*SELECTED PASSAGE*:
□ □ □ □ □ □ □
A colleague has drawn my attention to this excellent post over at Posthegemony. The author argues, quite reasonably that a lot of the on line learning models draw from the sciences and are thus unsuitable for use in the humanities.
Now, I’d be the first to accept that I’m a bit of a sceptic with regard to technology. I use it alot, and I couldn’t really imagine life without Google, (even if they are telling the CIA what I’m up to every day) or the myriad of apps I use (I’m rather taken with the neat “to do” list app from Todoist.com at the moment, and I love playing with Mapmyride) but I don’t see tech as a panacea. I’d go further than Posthegemony though. I’m not sure that the multiple choice assessment model is all that helpful in the sciences either, at least not in terms of increasing understanding. I’ve been taking part in a MOOC (Well, in a pilot of one), and one of the tasks was to evaluate another course. I chose the Khan Academy Maths course.
While I do quite like the presentation style of the Khan videos I’ve seen, the tests it provides seem to do little more than test arithmetical accuracy. Of course accuracy is important in science but it’s no use without understanding the underlying conceptual structure and there’s no way (that I can see) of acknowledging that a student has understood a concept, or even partially understood it. The real skill in teaching, in my view is getting students from that state of partial understanding to complete understanding (and yes, “bigging up” the students own role in that journey.)
I think computers are long way from that yet, and what we’re seeing is a “bubble” along the lines of the South Sea Bubble, or Tulip Fever of centuries past. I do not doubt that when someone develops software that can display the sort of empathy that a human teacher has, that is the ability to analyse what is wrong and why, as opposed to merely seeing that something IS wrong, we will indeed see considerable profits from on-line education. But I don’t think we’re anywhere near that yet.
In recent weeks I’ve been involved in the pilot of an online course delivered via the University’s VLE. The course is called “Teaching and Learning in the Digital Age” and it’s time for our first output. We’re to upload a poster outlining the advantages and disadvantages of digital learning. But I sometimes like to think outside the box. So here’s one I thought of that I’m NOT going to submit for assessment.
You may wonder what that has to do with the exercise. Well, in my view, Donne, writing long before anyone had ever heard of a computer nailed a fundamental problem of digital learning. He was (as poets are wont to do) talking about love, and its associated joys and pains, and how by versifying he could simplify and “fetter” those emotions.
If we substitute “knowledge” for “love” it strikes me that there’s a parallel. It is possible to reduce knowledge to “numbers”, to fetter it in some kind of digital chain. That can be convenient, certainly, sometimes it might even be necessary, but the act of doing so means that it loses something essential to itself and, as Donne found to his annoyance it needs to be, and inevitably will be, set free again if it is to “delight many”, if “whole joys” are to be experienced. (That last phrase is pinched from another Donne poem, wholly unsuitable for a respectable blog like this). So my poster can be summarised thus:-
The advantage of digital learning is that it can render knowledge into a convenient package.
□ □ □ □ □ □ □
Copy the blog post on digital learning between "Now, I’d be" and "Academy Maths course.", inclusive, and switch "Mapmyride" to "Strava".

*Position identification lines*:
□ □ □ □ □ □ □
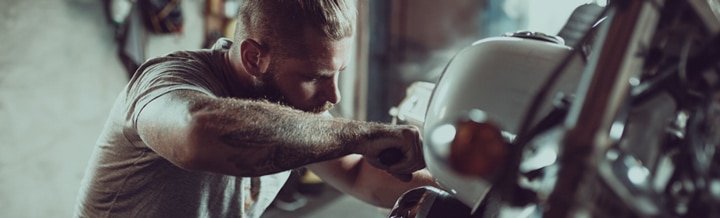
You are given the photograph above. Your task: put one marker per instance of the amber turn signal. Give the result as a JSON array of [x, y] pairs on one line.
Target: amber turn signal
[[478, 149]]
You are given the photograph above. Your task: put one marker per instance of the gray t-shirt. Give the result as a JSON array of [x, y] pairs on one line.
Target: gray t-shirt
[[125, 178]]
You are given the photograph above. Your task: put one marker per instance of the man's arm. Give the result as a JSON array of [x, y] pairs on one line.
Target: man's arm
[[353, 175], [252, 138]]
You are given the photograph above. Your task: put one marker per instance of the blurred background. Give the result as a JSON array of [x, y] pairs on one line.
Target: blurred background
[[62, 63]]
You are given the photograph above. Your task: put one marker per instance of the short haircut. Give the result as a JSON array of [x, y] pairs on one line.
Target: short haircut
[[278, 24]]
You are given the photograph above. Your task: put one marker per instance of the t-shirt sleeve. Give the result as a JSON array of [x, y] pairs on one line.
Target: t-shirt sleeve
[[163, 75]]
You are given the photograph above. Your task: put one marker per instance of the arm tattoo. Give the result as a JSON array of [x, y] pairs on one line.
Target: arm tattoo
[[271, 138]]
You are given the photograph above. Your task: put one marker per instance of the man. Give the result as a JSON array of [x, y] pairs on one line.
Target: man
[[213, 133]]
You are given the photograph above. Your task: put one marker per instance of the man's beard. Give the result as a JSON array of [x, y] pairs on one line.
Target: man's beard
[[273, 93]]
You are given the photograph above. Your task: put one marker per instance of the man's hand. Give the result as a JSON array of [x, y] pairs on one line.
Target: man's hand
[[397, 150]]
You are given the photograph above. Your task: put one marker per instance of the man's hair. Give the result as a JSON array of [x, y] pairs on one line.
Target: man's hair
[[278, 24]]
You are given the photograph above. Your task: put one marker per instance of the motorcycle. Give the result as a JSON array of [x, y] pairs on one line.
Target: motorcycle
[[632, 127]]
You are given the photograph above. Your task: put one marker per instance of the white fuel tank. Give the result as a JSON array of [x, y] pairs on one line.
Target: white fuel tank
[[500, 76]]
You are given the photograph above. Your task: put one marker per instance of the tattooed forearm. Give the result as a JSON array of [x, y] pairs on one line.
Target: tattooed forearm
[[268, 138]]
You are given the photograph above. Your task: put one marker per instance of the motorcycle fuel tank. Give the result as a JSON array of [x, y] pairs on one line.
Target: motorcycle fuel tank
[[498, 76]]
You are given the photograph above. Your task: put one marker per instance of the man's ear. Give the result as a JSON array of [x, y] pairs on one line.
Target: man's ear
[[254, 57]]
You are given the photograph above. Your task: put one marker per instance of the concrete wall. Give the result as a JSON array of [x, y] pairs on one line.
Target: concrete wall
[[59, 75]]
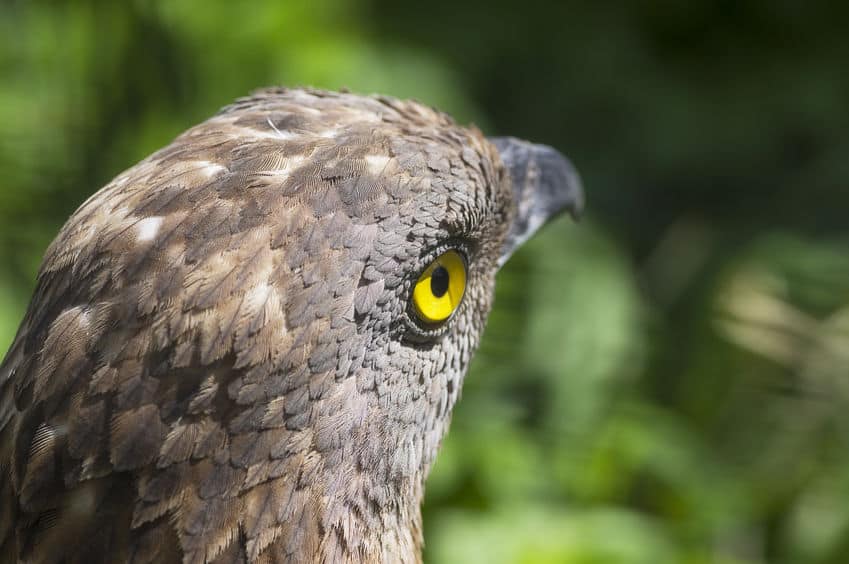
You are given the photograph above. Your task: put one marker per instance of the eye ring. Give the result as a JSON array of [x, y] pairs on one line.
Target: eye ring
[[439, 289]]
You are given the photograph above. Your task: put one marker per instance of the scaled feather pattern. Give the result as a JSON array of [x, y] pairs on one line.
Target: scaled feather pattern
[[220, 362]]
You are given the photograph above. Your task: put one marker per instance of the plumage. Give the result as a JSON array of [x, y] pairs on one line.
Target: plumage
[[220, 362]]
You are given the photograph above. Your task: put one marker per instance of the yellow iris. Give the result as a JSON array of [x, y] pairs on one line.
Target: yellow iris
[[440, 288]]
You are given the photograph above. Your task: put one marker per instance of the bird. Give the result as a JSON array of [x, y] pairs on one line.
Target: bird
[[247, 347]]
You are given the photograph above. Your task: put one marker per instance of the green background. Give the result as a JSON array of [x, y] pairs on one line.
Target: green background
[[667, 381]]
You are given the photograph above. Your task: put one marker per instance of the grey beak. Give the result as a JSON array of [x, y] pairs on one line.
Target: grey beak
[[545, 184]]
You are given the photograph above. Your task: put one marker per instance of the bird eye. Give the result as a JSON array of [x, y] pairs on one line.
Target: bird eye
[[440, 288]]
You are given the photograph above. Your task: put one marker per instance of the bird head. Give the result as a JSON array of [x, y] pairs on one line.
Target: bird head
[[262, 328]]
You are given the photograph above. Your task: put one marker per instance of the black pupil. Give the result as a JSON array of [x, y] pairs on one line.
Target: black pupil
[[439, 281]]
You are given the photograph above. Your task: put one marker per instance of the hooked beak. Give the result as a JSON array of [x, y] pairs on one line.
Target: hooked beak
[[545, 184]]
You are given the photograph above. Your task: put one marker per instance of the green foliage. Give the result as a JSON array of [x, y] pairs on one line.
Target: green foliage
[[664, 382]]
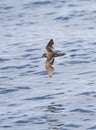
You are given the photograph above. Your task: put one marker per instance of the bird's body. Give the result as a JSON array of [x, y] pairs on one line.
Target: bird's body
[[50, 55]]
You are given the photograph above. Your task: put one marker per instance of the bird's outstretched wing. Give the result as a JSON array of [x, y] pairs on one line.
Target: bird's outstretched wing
□ □ □ □ □ □ □
*RESPONSE BELOW*:
Now, I’d be the first to accept that I’m a bit of a sceptic with regard to technology. I use it alot, and I couldn’t really imagine life without Google, (even if they are telling the CIA what I’m up to every day) or the myriad of apps I use (I’m rather taken with the neat “to do” list app from Todoist.com at the moment, and I love playing with Strava) but I don’t see tech as a panacea. I’d go further than Posthegemony though. I’m not sure that the multiple choice assessment model is all that helpful in the sciences either, at least not in terms of increasing understanding. I’ve been taking part in a MOOC (Well, in a pilot of one), and one of the tasks was to evaluate another course. I chose the Khan Academy Maths course.